Text passage -
The truth is, they are all correct. They just found different velocity nodes.

So this is the way I go about finding the node that I want. I pick my the bullet that I believe will help me achieve my goal. I realise many of you are tired of hearing about long range shooting, but that is a very demanding discipline. My goal is to have the bullet arrive at the 1000 yard line at greater that Mach 1.2, because I believe the transoninc disturbance are begins to affect the bullet between Mach 0.95 and 1.20.

So, I pick the bullet that has a BC and a weight that will allow me to have the minimum velocity at 1000. I always discount claimed BC a little it, more depending on the manufacturer. I run the numbers on JBM until I figure out the minimum MV required to achieve my goal.

If you are a hunter and your goal is a PBR of 350yards or some such, you can run the numbers with the bullet that you want to use for its terminal ballistics and come up with a minimum MV.

So let's say we are looking for a minimum MV of 2750FPS, these means we need to look for an accuracy node that is higher than that velocity. In my case, an insanely accurate node with 2600 FPS MV is useless to me. If the PBR you want needs a minimum MV of 2750, 2600 is not going to do it for you either.

I prepare a bunch of cases and the bring a press, bullet seating dies and powder measure (scale) to the range, along with a chronograph. I did my homework at the powder manufacturer website and I know the minimum load needed for the velocity we are looking for. I load cases and shot one at a time over the chrono. In a few rounds, I will have found the load that meets the MV I am looking for.

Task instructions -
a: From the velocity-node passage, list every piece of equipment the writer says they bring to the range.
b: Answer these questions from the velocity-node passage:
(i) What speed does the writer want the bullet to stay above at the 1000 yard line?
(ii) What does the writer use to run the numbers for the minimum MV?
(iii) Which muzzle velocity does the writer call useless to them, even for an insanely accurate node?
c: Resume the velocity-node passage in the same first-person voice, starting after its final sentence.

Provided data -
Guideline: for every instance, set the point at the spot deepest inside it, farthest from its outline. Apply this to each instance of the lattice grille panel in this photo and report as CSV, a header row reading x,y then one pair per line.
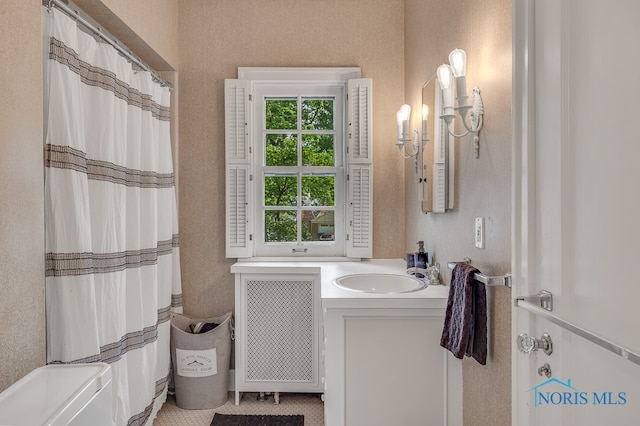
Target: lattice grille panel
x,y
280,338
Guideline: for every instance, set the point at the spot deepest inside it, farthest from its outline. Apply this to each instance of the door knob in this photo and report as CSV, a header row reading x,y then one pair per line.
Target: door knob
x,y
527,344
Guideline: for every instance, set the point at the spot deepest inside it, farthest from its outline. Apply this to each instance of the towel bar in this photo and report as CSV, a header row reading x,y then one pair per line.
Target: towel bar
x,y
495,280
525,303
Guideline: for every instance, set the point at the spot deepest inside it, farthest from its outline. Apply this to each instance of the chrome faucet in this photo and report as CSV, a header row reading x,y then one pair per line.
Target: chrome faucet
x,y
429,275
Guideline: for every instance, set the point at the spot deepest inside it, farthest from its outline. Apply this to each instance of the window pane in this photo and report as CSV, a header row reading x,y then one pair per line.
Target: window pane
x,y
318,190
317,114
318,225
280,226
317,150
280,190
281,114
281,150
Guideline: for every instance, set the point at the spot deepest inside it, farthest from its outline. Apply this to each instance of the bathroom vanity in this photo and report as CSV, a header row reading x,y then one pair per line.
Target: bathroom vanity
x,y
379,359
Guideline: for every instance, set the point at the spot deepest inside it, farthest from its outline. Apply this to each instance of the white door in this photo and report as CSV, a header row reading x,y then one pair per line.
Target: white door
x,y
577,207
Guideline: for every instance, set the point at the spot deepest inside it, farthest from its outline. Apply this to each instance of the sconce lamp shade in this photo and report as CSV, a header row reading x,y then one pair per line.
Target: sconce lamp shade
x,y
404,112
445,76
402,116
458,61
425,112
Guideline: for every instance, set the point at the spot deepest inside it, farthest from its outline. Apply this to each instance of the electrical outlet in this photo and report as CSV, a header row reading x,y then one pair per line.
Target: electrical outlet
x,y
479,232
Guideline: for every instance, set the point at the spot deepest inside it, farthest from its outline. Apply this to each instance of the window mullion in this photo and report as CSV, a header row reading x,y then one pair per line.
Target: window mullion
x,y
299,200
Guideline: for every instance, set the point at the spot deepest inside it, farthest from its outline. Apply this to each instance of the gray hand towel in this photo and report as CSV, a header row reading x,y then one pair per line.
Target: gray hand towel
x,y
465,322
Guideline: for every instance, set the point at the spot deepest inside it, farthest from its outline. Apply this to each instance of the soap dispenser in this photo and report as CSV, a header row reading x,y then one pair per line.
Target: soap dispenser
x,y
421,258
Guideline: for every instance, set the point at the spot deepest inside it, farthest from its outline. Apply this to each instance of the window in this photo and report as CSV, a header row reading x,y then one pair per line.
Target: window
x,y
298,160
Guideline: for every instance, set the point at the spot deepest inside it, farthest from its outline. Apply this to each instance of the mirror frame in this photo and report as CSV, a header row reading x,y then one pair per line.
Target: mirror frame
x,y
435,167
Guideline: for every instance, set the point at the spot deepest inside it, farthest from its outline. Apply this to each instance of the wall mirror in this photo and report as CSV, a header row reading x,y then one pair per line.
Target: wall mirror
x,y
436,161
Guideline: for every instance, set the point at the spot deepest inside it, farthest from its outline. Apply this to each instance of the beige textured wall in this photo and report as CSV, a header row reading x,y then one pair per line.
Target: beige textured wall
x,y
22,324
483,187
217,37
147,27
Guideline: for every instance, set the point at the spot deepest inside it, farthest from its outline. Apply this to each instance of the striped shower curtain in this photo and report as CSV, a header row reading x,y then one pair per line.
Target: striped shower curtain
x,y
111,244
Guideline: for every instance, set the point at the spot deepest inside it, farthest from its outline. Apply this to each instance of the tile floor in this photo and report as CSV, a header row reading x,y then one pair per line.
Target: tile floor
x,y
309,405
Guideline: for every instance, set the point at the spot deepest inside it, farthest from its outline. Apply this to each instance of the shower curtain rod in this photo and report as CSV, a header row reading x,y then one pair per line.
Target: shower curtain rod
x,y
60,4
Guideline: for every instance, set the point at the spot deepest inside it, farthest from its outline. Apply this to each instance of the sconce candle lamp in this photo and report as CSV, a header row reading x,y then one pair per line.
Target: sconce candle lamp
x,y
457,69
403,116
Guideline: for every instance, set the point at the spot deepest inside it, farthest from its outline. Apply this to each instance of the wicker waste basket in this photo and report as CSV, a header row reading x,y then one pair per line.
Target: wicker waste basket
x,y
200,353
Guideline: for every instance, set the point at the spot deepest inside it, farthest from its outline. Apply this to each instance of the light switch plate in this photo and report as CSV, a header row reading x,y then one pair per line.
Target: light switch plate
x,y
479,232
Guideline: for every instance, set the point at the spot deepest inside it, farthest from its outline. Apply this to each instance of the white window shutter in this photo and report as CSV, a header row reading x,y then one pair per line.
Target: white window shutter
x,y
236,134
237,170
360,211
359,118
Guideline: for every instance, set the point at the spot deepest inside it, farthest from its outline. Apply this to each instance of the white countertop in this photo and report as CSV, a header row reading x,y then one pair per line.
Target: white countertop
x,y
335,297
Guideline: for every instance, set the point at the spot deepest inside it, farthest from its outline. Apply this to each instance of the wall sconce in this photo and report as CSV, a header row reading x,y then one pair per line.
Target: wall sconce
x,y
457,68
403,116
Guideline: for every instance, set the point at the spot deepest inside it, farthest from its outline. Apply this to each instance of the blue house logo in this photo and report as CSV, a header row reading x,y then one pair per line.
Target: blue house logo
x,y
555,392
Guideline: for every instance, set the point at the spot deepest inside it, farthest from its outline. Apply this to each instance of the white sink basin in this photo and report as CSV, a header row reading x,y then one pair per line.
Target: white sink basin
x,y
379,283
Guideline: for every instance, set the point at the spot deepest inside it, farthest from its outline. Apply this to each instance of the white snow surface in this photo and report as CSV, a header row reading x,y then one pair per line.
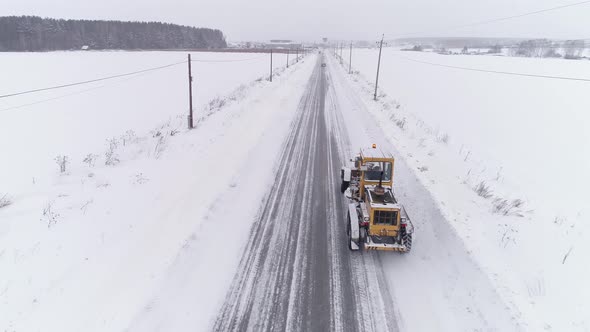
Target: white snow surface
x,y
525,138
152,242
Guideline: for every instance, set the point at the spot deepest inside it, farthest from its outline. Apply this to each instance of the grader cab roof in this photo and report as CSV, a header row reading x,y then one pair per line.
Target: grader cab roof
x,y
374,154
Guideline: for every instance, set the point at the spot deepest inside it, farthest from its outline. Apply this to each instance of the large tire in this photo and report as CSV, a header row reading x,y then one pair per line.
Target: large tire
x,y
362,237
407,238
343,186
349,237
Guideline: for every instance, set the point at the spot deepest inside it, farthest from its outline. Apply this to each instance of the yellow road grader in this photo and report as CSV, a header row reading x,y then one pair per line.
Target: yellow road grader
x,y
375,219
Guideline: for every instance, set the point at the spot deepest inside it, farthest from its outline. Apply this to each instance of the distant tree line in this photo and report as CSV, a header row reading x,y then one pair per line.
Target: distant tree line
x,y
31,33
569,49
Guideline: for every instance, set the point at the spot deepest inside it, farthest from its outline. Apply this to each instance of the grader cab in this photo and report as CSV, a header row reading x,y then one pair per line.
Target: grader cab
x,y
375,219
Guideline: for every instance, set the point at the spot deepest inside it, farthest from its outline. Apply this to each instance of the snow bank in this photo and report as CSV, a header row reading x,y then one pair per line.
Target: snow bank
x,y
506,158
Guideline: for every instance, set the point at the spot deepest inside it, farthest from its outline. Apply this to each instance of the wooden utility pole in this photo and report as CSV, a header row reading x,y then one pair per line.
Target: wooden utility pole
x,y
190,94
378,67
350,60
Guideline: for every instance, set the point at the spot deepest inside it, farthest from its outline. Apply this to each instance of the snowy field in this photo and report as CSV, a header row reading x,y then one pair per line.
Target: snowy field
x,y
102,245
524,139
78,120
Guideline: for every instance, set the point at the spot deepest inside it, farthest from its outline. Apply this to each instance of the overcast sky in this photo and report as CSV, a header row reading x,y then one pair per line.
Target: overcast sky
x,y
310,20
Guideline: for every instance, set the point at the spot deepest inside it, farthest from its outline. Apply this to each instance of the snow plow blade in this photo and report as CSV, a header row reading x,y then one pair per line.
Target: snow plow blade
x,y
385,247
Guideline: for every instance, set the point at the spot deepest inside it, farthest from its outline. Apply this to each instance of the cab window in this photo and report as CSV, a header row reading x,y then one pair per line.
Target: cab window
x,y
385,218
374,169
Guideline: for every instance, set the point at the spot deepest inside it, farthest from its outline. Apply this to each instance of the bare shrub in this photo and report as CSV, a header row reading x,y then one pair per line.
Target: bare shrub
x,y
506,207
128,137
49,216
111,157
401,123
160,146
61,161
90,159
5,201
443,138
216,103
483,190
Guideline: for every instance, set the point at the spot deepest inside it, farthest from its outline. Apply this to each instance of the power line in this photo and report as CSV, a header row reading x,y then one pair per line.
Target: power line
x,y
579,79
495,20
237,60
67,95
91,81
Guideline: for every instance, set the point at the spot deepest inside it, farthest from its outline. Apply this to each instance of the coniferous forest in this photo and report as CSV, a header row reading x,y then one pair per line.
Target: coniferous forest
x,y
31,33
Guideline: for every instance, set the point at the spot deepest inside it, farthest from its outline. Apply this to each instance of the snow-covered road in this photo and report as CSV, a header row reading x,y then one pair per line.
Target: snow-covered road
x,y
297,273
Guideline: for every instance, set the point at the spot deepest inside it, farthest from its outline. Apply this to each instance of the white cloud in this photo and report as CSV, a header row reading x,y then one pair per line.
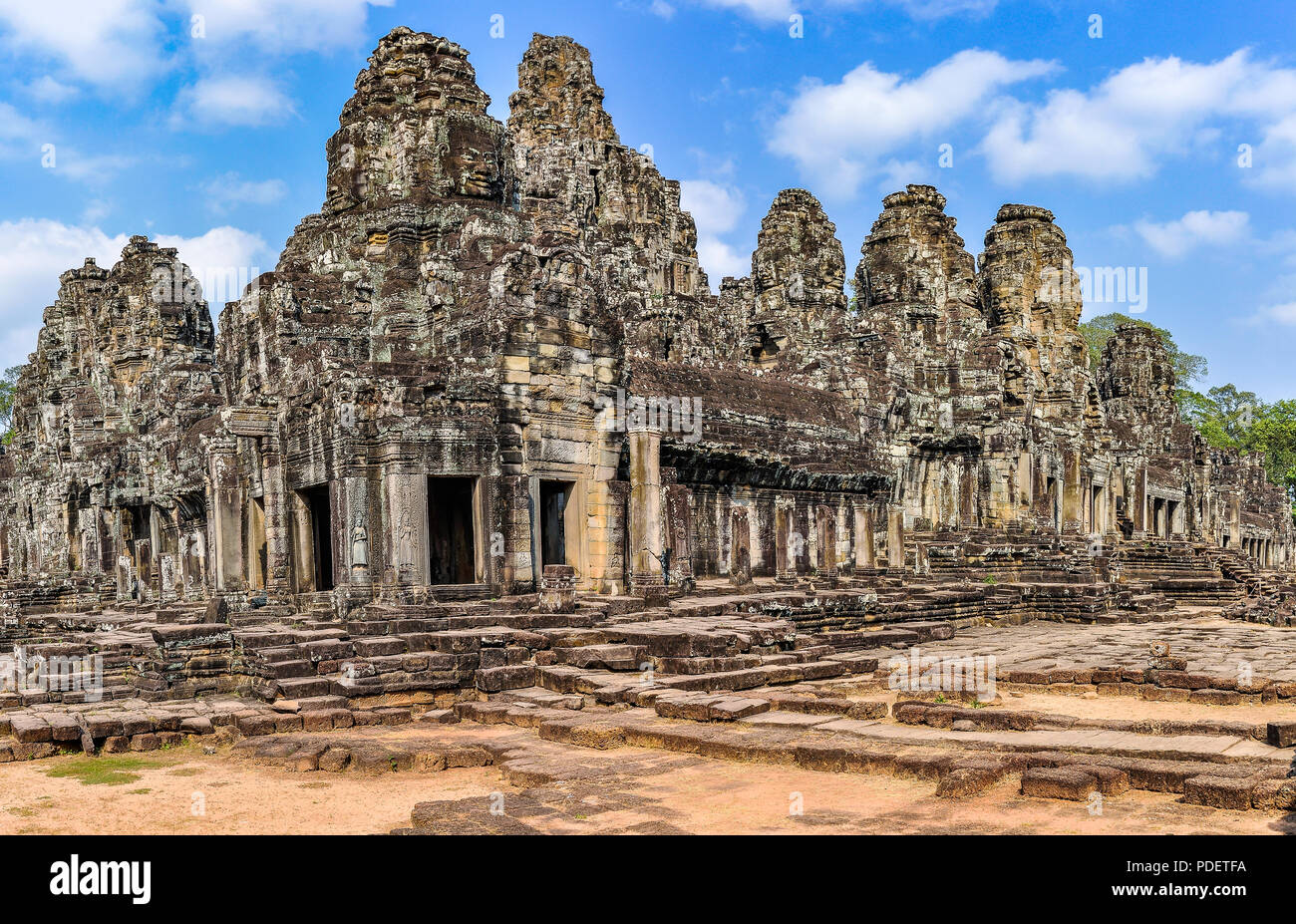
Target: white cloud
x,y
716,210
24,139
50,91
231,189
18,135
1283,314
842,133
113,44
1127,126
281,26
779,11
1174,238
231,100
35,251
765,11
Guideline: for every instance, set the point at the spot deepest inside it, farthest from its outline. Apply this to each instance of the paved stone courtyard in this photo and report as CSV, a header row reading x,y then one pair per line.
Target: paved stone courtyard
x,y
840,755
1208,644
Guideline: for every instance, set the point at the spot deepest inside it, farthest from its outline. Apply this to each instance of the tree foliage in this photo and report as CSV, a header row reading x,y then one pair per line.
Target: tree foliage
x,y
8,387
1188,367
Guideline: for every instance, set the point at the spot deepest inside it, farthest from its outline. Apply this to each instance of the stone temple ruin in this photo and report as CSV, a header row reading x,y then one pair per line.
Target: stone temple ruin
x,y
486,428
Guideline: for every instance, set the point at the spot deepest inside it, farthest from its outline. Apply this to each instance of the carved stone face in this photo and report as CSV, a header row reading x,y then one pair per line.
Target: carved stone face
x,y
472,162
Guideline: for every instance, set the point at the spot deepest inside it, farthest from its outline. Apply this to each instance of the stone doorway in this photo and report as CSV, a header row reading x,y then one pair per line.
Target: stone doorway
x,y
555,496
452,546
319,509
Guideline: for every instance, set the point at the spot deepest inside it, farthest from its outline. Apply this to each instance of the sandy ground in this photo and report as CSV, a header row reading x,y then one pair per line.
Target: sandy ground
x,y
698,795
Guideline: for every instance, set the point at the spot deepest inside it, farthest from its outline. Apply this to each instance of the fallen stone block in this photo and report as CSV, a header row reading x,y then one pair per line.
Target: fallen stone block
x,y
1058,782
1218,792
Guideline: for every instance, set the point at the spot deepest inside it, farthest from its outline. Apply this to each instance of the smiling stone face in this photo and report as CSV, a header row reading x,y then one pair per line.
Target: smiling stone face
x,y
472,160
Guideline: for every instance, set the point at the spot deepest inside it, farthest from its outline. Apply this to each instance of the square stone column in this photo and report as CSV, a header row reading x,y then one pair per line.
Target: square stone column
x,y
895,536
866,551
407,521
646,574
227,518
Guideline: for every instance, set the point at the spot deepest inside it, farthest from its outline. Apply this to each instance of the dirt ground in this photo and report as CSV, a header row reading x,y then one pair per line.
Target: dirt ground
x,y
186,790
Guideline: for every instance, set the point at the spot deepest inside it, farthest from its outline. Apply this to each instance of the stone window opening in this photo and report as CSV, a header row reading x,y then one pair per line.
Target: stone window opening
x,y
555,497
319,510
452,542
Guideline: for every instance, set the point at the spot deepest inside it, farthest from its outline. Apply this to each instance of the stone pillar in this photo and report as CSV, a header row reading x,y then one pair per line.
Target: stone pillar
x,y
407,521
359,538
1138,510
646,577
277,577
1072,512
740,547
825,530
895,536
227,518
785,565
866,552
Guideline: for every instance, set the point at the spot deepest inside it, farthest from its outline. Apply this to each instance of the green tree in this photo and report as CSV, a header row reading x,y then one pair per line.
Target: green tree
x,y
1188,367
8,387
1273,432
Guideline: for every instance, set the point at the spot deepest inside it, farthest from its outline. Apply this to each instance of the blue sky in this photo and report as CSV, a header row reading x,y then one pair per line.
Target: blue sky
x,y
1161,135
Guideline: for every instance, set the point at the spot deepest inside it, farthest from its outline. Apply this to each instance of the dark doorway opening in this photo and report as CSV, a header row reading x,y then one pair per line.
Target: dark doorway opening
x,y
322,539
142,535
553,500
453,552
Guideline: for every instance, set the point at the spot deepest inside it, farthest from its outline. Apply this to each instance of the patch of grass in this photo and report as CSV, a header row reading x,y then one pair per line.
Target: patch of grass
x,y
109,770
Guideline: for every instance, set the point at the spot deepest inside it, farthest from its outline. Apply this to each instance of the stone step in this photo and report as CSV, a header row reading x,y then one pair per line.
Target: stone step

Answers to the tasks -
a: press, bullet seating dies, powder measure (scale), chronograph

b:
(i) Mach 1.2
(ii) JBM
(iii) 2600 FPS

c:
Here is a strange observation for you, I can actually feel when an accuracy node is reached, the report is minimal, the disturbance in the rifle and the barrel is non-existent. You have to see it to believe it. The more scientific approach is to load 3 cartridges at .5 grain interval and either run them over the chrono for ES and SD or shoot for group. If you can do both at the same time, good for you. You should be able to find the upper and lower limit of the target accuracy node and I find the best accuracy will be in the middle of these limits. You can then play with .1 or .2 increments, but I usually call it good enough.

When I reach that, I then load 5 or 10 cartridges with that load and shoot for a good group. You have to be able to say; "good enough for me."

At that point, you can mess around with bullet seating length if you want.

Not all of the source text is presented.